● **Records from a dataset**:
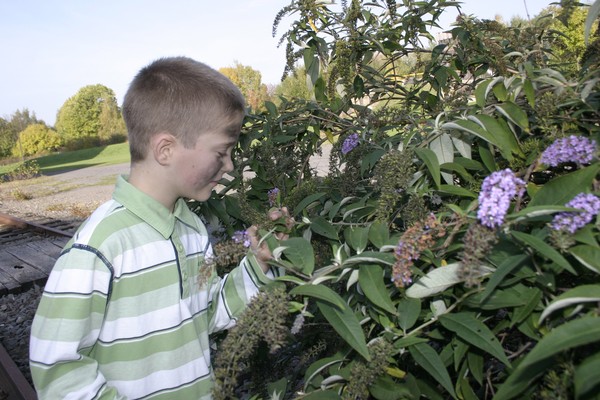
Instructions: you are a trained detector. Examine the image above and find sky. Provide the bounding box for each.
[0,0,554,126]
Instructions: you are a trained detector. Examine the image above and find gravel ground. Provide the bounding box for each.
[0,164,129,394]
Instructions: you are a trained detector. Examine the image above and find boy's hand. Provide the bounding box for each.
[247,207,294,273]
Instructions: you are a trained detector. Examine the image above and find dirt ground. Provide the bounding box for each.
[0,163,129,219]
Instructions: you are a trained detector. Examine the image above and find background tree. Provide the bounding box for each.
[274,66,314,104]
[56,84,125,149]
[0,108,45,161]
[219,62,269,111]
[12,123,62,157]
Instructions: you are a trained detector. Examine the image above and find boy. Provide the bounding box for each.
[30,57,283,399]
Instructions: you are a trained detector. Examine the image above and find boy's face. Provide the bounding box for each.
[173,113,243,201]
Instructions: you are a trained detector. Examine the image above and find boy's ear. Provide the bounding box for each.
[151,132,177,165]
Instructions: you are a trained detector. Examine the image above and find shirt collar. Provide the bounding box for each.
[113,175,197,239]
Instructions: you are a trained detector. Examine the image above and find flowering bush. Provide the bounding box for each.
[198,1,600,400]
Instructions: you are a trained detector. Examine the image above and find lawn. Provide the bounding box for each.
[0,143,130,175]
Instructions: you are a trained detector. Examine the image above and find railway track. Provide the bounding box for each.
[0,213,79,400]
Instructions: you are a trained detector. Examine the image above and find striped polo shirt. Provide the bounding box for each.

● **Stated problem**: Give the whole listing above as a Markdown table with the columns Row and Line, one numbered row per line. Skip blank lines and leave out the pictures.

● **Complete response**:
| Row | Line |
|---|---|
| 1 | Instructions: you are a trained detector. Examine the image above and find sky. Provide the bounding box for each. |
| 2 | [0,0,554,126] |
| 3 | Instructions: you are a trained detector. Examine the image above and find gravel ground. Provide the bounding box for each. |
| 4 | [0,164,129,394] |
| 5 | Instructions: you are a trained detector. Examine the image above and find boy's hand. Provide the bounding box for each. |
| 6 | [247,207,294,273] |
| 7 | Instructions: you are a trained detector. Examine the image above and find dirt ground. Provide the bounding box for each. |
| 8 | [0,163,129,219] |
| 9 | Instructions: you are a trained detector. Examine the image above and find background tree. Provide the bounding box for each. |
| 10 | [274,66,314,104] |
| 11 | [56,84,125,149] |
| 12 | [0,108,45,161] |
| 13 | [219,62,269,111] |
| 14 | [12,123,62,157] |
| 15 | Instructions: you are a trained detector. Examine the image above and find boy. Provide the bounding box for each. |
| 16 | [30,57,283,399] |
| 17 | Instructions: you are a trained detector. Examine the image above and find boy's face. Provide the bounding box for each. |
| 18 | [173,113,243,201] |
| 19 | Instructions: you are a trained detector. Examine the image above and find boy's ear. Provide the bounding box for each. |
| 20 | [151,132,177,165] |
| 21 | Instructions: you are a trained detector. Examine the image above and find shirt collar. Provide the bounding box for each. |
| 22 | [113,175,197,239] |
| 23 | Instructions: you are a trained detector. Examine the image above and find flowering bush. Provide the bounding box for each. |
| 24 | [198,1,600,400] |
| 25 | Instructions: you are a trained detector. Examine the image above and find lawn. Provide the bounding box for each. |
| 26 | [0,143,130,175] |
| 27 | Instructions: you are a trained detector. Examine the image above and find railway track. Provide the bounding box for each. |
| 28 | [0,213,79,400] |
| 29 | Instructions: you are a trained detector. Examine the image above and find striped polo shirt. Provide the bounding box for each. |